> Given request 1: Copy a passage from the page about Arielle Vandenberg word for word, beginning at the words "- Born: Los" and stopping after the words "HGTV’s Shock House.".

> Page:
-=-=-=-=-
- Born: Los Angeles, California, U.S.
- Occupations: Actress; television presenter; model;
- Height: 5 ft 9 in (175 cm)
- Spouse: Matt Cutshall ​(m. 2023)​

= Arielle Vandenberg =

American actress, television host and model

Arielle Vandenberg is an American actress, television presenter, and model. She is best known for being one of Vine’s breakout stars, and for being original host of Love Island USA. She is the current host of HGTV’s Shock House.

Vandenberg is the founder of the cosmetics line Rel Beauty.

==Early life==
Vandenberg is an only child who was born in Los Angeles. She was raised in Fallbrook, California, and graduated from Fallbrook Union High School. She studied ballet, tap, and jazz dancing at the age of 5, and later became involved in community theater.

==Career==
=== Television and film ===
Vandenberg has starred in movies such as Nerve, The Ugly Truth, Spring Breakdown, Epic Movie, Dog Days and Airplane Mode.

Vandenberg had a recurring guest role in Greek as Lisa Lawson, and guest-starred in the first two seasons of Meet the Browns as London Sheraton. She has had guest-starring roles in other television series including How I Met Your Mother, Bones, CSI: Miami, NCIS: Los Angeles, Friends with Benefits, For Better or Worse, and Numbers.
-=-=-=-=-
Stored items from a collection

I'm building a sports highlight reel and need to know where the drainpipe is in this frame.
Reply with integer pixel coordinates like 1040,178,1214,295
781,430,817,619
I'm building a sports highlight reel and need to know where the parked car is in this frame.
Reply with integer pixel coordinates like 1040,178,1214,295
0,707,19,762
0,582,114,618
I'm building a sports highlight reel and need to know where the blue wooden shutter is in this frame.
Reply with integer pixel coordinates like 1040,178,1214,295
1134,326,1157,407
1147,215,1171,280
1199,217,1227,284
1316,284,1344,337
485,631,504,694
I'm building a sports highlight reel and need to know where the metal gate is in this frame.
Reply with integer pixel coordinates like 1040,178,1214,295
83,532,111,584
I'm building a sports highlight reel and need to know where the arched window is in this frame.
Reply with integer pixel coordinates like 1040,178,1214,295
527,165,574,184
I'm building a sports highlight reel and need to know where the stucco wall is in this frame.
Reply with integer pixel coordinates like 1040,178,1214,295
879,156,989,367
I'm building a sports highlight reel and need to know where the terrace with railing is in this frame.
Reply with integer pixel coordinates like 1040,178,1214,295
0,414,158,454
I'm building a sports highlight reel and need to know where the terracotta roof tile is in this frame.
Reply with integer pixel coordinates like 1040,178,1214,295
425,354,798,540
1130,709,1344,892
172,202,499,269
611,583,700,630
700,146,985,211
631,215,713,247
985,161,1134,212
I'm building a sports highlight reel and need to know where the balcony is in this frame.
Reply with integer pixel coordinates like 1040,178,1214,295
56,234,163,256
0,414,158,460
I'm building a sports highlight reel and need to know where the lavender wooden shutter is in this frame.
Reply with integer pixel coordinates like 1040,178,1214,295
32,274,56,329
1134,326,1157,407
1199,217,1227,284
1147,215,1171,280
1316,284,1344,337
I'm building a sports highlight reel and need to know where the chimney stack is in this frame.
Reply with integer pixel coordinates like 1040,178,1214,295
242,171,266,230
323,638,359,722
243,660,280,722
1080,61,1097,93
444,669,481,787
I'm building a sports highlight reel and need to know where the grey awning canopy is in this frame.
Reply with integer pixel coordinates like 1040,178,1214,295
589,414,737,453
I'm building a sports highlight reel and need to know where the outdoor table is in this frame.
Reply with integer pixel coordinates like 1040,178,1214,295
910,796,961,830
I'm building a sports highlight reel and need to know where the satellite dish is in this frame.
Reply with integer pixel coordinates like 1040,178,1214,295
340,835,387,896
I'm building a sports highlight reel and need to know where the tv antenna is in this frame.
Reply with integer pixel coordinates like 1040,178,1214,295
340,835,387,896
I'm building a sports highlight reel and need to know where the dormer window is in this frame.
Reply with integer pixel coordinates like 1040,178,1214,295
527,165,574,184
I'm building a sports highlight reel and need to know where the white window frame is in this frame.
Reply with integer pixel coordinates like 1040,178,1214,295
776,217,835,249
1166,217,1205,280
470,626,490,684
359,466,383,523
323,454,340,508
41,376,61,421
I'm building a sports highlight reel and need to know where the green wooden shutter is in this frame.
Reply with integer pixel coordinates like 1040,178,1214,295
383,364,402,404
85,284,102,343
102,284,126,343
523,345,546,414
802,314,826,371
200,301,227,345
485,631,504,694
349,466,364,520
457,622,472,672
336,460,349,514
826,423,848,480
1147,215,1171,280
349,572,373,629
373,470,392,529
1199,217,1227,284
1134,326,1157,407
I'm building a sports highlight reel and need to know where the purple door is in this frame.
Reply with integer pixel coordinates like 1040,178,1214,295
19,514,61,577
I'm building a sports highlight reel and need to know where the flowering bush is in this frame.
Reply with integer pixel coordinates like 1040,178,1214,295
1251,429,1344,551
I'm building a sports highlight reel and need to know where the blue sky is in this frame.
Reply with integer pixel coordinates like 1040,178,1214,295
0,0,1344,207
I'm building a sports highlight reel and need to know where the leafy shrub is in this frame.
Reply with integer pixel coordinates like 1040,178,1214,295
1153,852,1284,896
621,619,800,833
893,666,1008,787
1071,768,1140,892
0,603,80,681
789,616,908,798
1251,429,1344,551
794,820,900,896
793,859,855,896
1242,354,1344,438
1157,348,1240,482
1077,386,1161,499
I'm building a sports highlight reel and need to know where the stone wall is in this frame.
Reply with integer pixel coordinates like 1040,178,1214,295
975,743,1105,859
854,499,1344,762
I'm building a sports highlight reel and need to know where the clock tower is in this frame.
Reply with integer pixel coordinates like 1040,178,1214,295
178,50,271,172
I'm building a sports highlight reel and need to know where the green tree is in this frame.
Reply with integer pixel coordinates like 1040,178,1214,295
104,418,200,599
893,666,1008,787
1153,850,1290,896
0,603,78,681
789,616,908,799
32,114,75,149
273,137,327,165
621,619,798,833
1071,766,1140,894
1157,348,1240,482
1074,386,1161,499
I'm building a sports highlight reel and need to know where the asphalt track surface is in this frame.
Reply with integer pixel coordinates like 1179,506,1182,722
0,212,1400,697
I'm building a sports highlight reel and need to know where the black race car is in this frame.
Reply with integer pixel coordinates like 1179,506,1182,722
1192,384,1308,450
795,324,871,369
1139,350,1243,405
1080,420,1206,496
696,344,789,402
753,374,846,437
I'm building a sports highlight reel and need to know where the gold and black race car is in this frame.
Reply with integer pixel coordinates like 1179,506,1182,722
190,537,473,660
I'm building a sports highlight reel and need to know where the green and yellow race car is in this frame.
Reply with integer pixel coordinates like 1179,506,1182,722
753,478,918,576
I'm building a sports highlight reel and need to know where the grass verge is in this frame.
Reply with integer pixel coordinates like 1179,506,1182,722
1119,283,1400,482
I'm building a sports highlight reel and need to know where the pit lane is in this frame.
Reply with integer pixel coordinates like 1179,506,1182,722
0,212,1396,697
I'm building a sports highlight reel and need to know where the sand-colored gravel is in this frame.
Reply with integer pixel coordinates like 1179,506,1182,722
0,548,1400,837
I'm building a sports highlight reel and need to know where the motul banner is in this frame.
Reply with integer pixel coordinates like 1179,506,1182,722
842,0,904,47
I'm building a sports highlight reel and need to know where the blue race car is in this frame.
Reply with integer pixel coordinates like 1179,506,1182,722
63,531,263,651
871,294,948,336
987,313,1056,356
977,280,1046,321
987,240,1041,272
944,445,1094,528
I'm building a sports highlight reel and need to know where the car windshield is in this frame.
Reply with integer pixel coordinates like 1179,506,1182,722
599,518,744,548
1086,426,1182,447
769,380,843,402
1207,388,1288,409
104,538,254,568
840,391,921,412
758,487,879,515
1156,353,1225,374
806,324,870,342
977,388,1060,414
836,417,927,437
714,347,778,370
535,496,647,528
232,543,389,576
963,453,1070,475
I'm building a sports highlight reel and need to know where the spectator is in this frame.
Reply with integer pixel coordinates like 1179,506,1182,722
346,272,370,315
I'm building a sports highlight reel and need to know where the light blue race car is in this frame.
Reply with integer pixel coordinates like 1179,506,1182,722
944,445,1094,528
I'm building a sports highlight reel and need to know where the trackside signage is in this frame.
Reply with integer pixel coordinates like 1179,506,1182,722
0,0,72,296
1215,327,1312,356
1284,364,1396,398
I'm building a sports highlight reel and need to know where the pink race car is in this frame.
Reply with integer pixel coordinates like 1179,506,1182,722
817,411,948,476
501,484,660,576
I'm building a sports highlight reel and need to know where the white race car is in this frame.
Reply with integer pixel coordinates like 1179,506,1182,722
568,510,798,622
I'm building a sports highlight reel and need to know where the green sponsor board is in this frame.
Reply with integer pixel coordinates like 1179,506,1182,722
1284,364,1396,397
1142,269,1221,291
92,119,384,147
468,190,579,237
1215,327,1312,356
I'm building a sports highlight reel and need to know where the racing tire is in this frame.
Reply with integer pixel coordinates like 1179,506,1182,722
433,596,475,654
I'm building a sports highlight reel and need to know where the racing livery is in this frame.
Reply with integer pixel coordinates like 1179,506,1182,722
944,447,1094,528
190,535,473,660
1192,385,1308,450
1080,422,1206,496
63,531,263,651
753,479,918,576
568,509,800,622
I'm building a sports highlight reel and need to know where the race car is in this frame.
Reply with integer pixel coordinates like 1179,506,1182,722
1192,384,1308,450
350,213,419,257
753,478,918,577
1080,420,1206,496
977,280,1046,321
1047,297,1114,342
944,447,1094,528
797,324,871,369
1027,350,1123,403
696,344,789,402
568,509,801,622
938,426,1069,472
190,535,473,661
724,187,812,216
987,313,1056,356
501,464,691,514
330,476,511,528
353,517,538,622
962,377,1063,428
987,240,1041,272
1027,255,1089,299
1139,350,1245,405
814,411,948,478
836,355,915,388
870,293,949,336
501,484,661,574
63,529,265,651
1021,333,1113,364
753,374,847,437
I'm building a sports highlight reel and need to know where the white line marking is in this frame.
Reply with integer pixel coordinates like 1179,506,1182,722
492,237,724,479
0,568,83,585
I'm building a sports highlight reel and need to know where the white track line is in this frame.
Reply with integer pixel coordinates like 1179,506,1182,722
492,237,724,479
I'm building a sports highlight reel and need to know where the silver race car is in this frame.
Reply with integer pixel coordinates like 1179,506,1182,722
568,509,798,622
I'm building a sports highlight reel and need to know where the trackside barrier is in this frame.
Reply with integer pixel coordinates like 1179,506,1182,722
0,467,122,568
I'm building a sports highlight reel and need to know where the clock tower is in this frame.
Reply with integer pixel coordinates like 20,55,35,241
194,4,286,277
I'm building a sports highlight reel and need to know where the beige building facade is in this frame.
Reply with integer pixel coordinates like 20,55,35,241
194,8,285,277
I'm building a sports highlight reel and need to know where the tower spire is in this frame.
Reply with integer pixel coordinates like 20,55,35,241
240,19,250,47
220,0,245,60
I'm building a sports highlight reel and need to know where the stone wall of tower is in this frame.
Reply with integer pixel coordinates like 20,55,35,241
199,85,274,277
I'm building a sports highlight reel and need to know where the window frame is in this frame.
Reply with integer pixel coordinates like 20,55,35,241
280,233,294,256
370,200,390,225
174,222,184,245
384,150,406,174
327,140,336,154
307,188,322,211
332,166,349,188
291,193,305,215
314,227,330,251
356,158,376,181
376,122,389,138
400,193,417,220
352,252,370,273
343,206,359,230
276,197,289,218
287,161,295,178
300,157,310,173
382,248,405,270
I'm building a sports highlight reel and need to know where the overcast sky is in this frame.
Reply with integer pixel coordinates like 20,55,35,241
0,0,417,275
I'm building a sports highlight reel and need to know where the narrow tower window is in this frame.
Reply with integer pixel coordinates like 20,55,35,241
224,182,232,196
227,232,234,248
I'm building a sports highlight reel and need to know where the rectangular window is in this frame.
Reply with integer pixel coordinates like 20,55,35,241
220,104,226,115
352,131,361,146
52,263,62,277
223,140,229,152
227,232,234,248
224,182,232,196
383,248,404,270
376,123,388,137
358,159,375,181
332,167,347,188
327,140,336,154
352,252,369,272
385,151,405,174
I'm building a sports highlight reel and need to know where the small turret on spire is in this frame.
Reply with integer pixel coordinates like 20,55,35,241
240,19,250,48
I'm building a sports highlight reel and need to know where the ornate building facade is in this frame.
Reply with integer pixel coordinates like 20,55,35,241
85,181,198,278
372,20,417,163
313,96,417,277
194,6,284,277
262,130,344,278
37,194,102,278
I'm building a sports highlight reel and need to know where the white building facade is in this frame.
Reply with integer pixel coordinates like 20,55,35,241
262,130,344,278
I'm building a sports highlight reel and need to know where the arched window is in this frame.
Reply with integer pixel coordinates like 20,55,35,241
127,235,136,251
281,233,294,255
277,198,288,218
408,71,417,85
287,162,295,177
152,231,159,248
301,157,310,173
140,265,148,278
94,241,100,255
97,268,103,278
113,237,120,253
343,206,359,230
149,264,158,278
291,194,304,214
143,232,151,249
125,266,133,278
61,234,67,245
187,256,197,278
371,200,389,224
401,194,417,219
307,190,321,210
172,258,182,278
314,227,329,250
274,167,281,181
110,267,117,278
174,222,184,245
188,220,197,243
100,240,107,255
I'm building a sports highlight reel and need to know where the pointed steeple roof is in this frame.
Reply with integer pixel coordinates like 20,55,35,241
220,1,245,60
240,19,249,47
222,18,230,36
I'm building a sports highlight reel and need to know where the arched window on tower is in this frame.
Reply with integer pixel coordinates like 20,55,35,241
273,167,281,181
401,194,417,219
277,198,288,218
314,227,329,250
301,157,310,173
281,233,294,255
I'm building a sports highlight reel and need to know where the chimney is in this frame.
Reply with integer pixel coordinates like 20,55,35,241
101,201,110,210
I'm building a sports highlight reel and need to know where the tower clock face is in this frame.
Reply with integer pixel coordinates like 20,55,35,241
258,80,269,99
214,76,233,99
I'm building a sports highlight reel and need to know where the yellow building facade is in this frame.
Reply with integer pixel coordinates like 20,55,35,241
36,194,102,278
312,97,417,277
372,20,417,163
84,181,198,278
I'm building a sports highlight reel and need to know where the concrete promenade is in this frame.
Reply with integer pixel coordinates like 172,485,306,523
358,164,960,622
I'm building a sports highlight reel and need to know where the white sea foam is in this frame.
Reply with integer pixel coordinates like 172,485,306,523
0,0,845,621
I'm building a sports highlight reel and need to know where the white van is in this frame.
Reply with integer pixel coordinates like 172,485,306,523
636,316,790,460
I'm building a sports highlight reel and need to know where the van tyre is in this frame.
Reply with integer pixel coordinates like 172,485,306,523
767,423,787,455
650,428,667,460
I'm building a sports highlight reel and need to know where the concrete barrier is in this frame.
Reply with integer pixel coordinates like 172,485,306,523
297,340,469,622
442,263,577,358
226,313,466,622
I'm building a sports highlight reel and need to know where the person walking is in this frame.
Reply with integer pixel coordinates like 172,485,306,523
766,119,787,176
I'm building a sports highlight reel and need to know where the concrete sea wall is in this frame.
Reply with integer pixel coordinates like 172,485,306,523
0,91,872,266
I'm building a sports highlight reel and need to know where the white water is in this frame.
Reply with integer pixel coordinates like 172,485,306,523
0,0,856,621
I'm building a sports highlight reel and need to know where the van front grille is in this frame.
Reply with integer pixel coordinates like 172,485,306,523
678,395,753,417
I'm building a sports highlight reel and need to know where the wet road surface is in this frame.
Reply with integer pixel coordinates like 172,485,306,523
-=-=-=-=-
> Given request 2: Edit the records from the line that contains "tire is in this frame." through the line that contains "433,596,475,654" by replacing "racing tire" with "rear wheel", and give back only those lines with nothing else altered.

> Correct answer 1:
- Born: Los Angeles, California, U.S.
- Occupations: Actress; television presenter; model;
- Height: 5 ft 9 in (175 cm)
- Spouse: Matt Cutshall ​(m. 2023)​

= Arielle Vandenberg =

American actress, television host and model

Arielle Vandenberg is an American actress, television presenter, and model. She is best known for being one of Vine’s breakout stars, and for being original host of Love Island USA. She is the current host of HGTV’s Shock House.

> Correct answer 2:
I'm building a sports highlight reel and need to know where the rear wheel is in this frame.
Reply with integer pixel coordinates like 1179,506,1182,722
433,596,475,654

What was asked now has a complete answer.